(Source data begins)

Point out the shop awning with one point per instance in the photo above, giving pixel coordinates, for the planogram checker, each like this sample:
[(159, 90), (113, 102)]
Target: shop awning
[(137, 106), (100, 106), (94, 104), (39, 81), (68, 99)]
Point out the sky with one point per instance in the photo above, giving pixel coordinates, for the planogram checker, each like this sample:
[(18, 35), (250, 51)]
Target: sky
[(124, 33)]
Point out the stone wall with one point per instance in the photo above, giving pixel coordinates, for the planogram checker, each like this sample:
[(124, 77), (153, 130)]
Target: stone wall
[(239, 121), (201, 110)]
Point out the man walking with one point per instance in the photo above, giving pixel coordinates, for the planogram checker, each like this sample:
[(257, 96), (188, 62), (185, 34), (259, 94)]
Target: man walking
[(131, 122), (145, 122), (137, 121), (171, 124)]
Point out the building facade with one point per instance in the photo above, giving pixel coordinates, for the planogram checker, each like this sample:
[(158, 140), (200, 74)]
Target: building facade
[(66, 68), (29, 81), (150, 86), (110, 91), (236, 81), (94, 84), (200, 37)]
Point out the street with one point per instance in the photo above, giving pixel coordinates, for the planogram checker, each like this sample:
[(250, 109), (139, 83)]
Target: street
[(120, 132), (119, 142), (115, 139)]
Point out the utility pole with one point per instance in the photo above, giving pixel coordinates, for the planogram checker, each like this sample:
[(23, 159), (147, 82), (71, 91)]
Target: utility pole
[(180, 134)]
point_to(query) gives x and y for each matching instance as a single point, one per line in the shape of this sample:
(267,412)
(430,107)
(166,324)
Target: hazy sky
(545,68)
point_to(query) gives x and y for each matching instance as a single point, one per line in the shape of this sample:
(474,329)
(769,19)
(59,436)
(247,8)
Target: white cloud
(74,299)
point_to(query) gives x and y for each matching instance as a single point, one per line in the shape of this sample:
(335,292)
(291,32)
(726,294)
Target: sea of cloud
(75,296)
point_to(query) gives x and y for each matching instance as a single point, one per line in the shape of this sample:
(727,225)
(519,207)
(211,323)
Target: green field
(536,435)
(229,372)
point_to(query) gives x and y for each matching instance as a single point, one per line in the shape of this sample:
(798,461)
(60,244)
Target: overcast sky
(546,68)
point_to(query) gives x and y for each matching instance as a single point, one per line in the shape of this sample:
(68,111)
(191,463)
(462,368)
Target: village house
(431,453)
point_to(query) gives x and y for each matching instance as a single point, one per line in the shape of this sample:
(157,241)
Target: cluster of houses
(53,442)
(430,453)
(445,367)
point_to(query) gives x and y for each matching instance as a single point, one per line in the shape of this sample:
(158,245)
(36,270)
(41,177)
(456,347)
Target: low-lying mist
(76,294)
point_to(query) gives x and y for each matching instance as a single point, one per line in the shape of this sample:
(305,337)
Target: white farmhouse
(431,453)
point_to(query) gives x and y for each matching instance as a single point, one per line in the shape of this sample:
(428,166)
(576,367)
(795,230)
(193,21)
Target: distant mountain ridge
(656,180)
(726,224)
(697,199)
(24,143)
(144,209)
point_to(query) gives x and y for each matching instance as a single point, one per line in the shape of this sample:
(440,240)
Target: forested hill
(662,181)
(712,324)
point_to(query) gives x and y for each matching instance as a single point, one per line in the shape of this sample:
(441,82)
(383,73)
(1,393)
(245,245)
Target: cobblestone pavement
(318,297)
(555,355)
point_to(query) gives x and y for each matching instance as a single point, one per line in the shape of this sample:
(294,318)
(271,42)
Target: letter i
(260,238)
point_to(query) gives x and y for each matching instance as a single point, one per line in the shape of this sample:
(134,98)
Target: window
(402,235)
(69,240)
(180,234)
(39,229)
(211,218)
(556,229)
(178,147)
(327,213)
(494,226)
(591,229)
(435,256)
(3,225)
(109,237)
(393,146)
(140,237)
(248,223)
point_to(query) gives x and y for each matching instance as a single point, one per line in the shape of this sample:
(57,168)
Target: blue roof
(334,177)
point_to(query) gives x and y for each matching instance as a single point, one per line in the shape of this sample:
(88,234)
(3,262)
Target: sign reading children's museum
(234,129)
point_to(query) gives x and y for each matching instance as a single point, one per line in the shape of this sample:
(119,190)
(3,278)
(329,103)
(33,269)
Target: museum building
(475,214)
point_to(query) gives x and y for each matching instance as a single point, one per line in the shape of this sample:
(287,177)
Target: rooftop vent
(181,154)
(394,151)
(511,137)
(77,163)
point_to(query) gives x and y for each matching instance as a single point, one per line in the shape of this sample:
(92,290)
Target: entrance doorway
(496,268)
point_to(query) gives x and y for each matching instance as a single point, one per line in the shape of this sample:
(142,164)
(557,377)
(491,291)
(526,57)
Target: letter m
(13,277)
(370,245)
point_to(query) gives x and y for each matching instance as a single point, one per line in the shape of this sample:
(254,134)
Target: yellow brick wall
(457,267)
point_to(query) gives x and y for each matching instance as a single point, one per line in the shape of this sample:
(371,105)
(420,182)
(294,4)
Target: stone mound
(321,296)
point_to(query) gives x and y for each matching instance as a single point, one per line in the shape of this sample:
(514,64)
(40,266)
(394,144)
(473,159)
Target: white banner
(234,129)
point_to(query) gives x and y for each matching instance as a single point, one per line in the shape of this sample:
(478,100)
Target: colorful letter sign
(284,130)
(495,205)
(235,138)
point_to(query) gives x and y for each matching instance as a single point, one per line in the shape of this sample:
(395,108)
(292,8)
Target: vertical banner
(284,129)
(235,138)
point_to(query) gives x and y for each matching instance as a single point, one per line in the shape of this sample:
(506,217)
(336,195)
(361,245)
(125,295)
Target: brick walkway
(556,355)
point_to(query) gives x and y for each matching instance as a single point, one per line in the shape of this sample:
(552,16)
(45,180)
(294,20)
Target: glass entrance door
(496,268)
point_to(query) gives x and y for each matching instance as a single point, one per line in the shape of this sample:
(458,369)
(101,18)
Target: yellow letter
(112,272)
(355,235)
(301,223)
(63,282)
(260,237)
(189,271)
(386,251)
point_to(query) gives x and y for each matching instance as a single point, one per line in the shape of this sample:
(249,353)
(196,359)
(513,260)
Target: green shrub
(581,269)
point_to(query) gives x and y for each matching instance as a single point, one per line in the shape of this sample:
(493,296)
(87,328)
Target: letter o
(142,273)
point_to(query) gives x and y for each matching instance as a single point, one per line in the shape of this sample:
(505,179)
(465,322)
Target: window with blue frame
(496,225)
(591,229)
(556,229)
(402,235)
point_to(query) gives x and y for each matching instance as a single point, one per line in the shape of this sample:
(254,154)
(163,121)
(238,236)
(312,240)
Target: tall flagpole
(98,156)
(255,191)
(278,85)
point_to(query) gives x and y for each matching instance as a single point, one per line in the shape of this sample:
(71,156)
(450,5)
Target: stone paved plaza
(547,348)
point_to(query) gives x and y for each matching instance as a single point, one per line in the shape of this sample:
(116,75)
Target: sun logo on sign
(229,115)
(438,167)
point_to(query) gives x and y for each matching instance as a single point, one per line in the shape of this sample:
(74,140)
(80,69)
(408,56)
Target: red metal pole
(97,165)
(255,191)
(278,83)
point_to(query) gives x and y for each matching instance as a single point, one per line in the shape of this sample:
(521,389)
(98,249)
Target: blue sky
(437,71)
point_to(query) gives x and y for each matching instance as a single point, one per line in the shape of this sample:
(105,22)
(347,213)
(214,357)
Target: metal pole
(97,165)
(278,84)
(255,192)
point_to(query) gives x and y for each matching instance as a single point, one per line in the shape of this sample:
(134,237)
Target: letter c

(Source data ends)

Write out the data again in full. Match it exactly.

Point out the shop awning with one point per instance in the photo above, giving pixel coordinates, for the planogram checker, each like this sample:
[(159, 90), (113, 102)]
Target: shop awning
[(137, 106), (100, 106), (94, 104), (39, 81), (68, 99)]
Point out the sky with one point per instance in the photo above, giving pixel coordinates, for the planogram checker, each like this sample:
[(18, 35), (250, 51)]
Target: sky
[(124, 33)]
Point out the stone wall with one point per instance in the photo above, giving pixel coordinates, for the planogram checker, each like this sample:
[(124, 77), (153, 130)]
Target: stone wall
[(239, 121), (201, 110)]
Point out the man walking with one point per instance in the photo above, giving pixel coordinates, for the planogram checker, each like this sample:
[(257, 96), (188, 62), (185, 34), (259, 94)]
Target: man walking
[(131, 122), (145, 122), (137, 121), (171, 124)]
Point out the building facade with one point per instance in the photo above, giving pixel coordinates, for the planogram checker, each like this sample:
[(158, 140), (200, 74)]
Target: building facade
[(66, 68), (29, 81), (150, 86), (110, 91), (236, 81), (94, 84), (200, 37)]
Point out the street with one point per instance in the photo above, giving pixel coordinates, for the planogram checker, each like this sample:
[(250, 109), (139, 83)]
Target: street
[(120, 132), (119, 142), (115, 139)]
Point out the utility pole with one point per instance in the photo above, giving pixel coordinates, for the planogram checker, each like this sample:
[(23, 159), (147, 82), (71, 91)]
Target: utility pole
[(180, 134)]
point_to(query) gives x and y for each matching instance as a single point, one per line in the shape of this sample:
(267,412)
(430,107)
(166,324)
Target: hazy sky
(545,68)
point_to(query) gives x and y for each matching instance as a single point, one per line in the shape of this sample:
(474,329)
(769,19)
(59,436)
(247,8)
Target: white cloud
(74,299)
point_to(query) gives x and y for each matching instance as a single point, one per line in the shape of this sample:
(335,292)
(291,32)
(726,294)
Target: sea of cloud
(75,296)
point_to(query) gives x and y for each matching instance as a single point, one per line in the shape of this sample:
(727,225)
(519,207)
(211,323)
Target: green field
(536,435)
(229,372)
point_to(query) gives x and y for each matching instance as a single point, one per line in the shape of this sample:
(798,461)
(60,244)
Target: overcast sky
(546,68)
point_to(query) gives x and y for each matching instance as a single point, one per line in the shape of this sample:
(68,111)
(191,463)
(462,368)
Target: village house
(431,453)
point_to(query) gives x and y for each matching instance as a single point, one per line in the shape of this sample:
(157,241)
Target: cluster of houses
(53,442)
(430,453)
(445,367)
point_to(query) gives x and y for each matching instance as a single point, one per line in the shape of this sample:
(158,245)
(36,270)
(41,177)
(456,347)
Target: low-lying mist
(76,294)
point_to(query) gives x and y for each matching instance as a single point, one per line in the shape of this sample:
(305,337)
Target: white farmhouse
(431,453)
point_to(query) gives x and y for each matching instance as a single point, one per line in the shape of this sample:
(428,166)
(576,367)
(795,230)
(193,21)
Target: distant mountain ridge
(656,180)
(726,224)
(697,199)
(24,143)
(144,209)
point_to(query) gives x and y for each matching instance as a single point, one per line in the shape of this sample:
(440,240)
Target: forested hill
(662,181)
(712,324)
point_to(query) gives x and y for each matching instance as a single point, one per line in the shape of this sample:
(441,82)
(383,73)
(1,393)
(245,245)
Target: cobblestone pavement
(318,297)
(555,355)
point_to(query) gives x and y for each matching instance as a single point, one per line in the shape of this sample:
(294,318)
(271,42)
Target: letter i
(260,238)
point_to(query) gives x and y for each matching instance as a single point, one per line in the shape of this sample:
(134,98)
Target: window
(402,235)
(69,240)
(180,234)
(39,229)
(211,218)
(556,229)
(178,147)
(327,213)
(494,226)
(591,229)
(435,256)
(3,225)
(109,237)
(393,146)
(140,237)
(248,223)
point_to(query) gives x and y for each matching instance as a single point, one per line in the shape of this sample:
(57,168)
Target: blue roof
(334,177)
point_to(query) gives x and y for each matching instance as a single point, one per line in the shape of this sample:
(88,234)
(3,262)
Target: sign reading children's museum
(234,129)
point_to(query) gives x and y for each matching instance as a single point, one per line in the shape of this sample:
(119,190)
(3,278)
(329,103)
(33,269)
Target: museum building
(475,214)
point_to(query) gives x and y for each matching instance as a single point, one per line in the shape of this sample:
(287,177)
Target: rooftop vent
(181,154)
(394,151)
(511,137)
(77,163)
point_to(query) gives x and y for each matching instance as a single point, one per line in the shape of this sample:
(92,290)
Target: entrance doorway
(496,268)
point_to(query) gives x and y for each matching instance as a single point, one per line in the shape of this sample:
(142,164)
(557,377)
(491,291)
(526,57)
Target: letter m
(13,277)
(370,245)
point_to(query) gives x and y for each matching instance as a single point, one per line in the shape of this sample:
(254,134)
Target: yellow brick wall
(457,267)
point_to(query) gives x and y for each matching instance as a single point, one per line in the shape of this sample:
(371,105)
(420,182)
(294,4)
Target: stone mound
(321,296)
point_to(query) gives x and y for each matching instance as a single point, one per line in the shape of this sample:
(514,64)
(40,266)
(394,144)
(473,159)
Target: white banner
(234,129)
point_to(query) gives x and y for each matching instance as a single point, one per line in the shape of this sample:
(478,100)
Target: colorful letter sign
(284,130)
(495,205)
(235,138)
point_to(query) gives x and y for each matching instance as a single point, one per line in the shape of this sample:
(395,108)
(292,8)
Target: vertical banner
(284,129)
(235,138)
point_to(query) gives x and y for each matching instance as a single point, one per line in the shape of this sample:
(506,217)
(336,195)
(361,245)
(125,295)
Target: brick walkway
(556,355)
point_to(query) gives x and y for each matching instance as a single point, one per line in the shape of this sample:
(552,16)
(45,180)
(294,20)
Target: glass entrance door
(496,268)
point_to(query) gives x and y for each matching instance as a single point, one per line in the shape of this sample:
(458,369)
(101,18)
Target: yellow letter
(112,272)
(355,235)
(301,223)
(63,282)
(260,237)
(189,271)
(386,251)
point_to(query) gives x and y for each matching instance as a single point, one per line in the shape of this sample:
(249,353)
(196,359)
(513,260)
Target: green shrub
(581,269)
point_to(query) gives x and y for each matching instance as a single point, one per line in the shape of this sample:
(493,296)
(87,328)
Target: letter o
(142,273)
point_to(query) gives x and y for each matching instance as a single point, one per line in the shape of this sample:
(505,179)
(465,322)
Target: window with blue frame
(496,225)
(591,229)
(556,229)
(402,235)
point_to(query) gives x and y for each matching instance as a single point, one per line in the shape of this sample:
(254,154)
(163,121)
(238,236)
(312,240)
Target: tall flagpole
(98,156)
(255,191)
(278,85)
point_to(query) gives x and y for each matching instance as a single point, one per line in the shape of this sample:
(71,156)
(450,5)
Target: stone paved plaza
(547,348)
point_to(query) gives x and y for each matching instance as a single point, one per line in the shape of this sample:
(116,75)
Target: sun logo on sign
(229,115)
(438,167)
point_to(query) gives x and y for each matching instance as a single point, one per line in the shape of this sample:
(74,140)
(80,69)
(408,56)
Target: red metal pole
(97,165)
(255,191)
(278,83)
point_to(query) gives x and y for each matching instance as a single point, one per line in the shape of this sample:
(521,389)
(98,249)
Target: blue sky
(437,71)
point_to(query) gives x and y for each matching instance as a single point, one per line in the shape of this sample:
(105,22)
(347,213)
(214,357)
Target: metal pole
(97,165)
(278,84)
(255,192)
point_to(query) gives x and y for each matching instance as a single point, one per line in the shape of this sample:
(134,237)
Target: letter c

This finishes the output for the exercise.